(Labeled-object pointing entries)
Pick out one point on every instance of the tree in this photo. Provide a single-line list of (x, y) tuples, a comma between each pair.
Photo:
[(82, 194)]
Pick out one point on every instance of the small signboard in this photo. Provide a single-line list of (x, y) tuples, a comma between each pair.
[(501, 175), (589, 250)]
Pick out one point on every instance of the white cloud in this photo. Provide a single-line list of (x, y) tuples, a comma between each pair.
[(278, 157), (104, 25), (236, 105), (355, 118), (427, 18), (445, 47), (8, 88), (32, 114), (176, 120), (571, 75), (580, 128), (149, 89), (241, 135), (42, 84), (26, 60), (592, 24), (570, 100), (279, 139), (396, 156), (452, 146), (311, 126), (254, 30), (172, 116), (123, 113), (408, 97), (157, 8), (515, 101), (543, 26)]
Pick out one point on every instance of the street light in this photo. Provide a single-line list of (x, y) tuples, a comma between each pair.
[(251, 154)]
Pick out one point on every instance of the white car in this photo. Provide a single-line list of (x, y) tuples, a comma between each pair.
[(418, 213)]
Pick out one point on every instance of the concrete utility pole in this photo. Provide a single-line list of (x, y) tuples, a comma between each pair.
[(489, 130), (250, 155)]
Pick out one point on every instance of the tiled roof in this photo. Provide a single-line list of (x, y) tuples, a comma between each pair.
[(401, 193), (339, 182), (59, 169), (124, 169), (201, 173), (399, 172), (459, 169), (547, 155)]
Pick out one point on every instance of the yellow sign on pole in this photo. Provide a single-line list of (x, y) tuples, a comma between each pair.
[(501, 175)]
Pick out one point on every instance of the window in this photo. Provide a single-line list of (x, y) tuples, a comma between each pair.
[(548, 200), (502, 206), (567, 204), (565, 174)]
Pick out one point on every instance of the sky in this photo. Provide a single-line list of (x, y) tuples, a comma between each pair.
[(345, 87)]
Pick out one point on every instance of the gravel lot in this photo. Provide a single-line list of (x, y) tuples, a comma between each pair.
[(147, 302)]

## What is being asked
Repeat the material above word for word, from the line that contains "Pick out one point on every instance of the yellow" through the end of the material, with that first line included.

## Complete answer
Pick out one point on every instance of the yellow sign on pole in this photo. Provide a single-line list of (x, y) tuples, a comma between each pair.
[(501, 175)]
Pick out one point on every instance of the window in this photo. Provide a single-line list of (x, y) tuples, a comma between each pair.
[(548, 200), (502, 206), (567, 204), (565, 174)]
Pick out one point on every instance of the sky in this photo. Provide a single-line list of (x, y) tuples, a comma between each pair.
[(345, 87)]
Pick out one point on every instance of the gravel lot in this photo. Provide a single-line list of (x, y) tuples, a comma between each pair.
[(147, 302)]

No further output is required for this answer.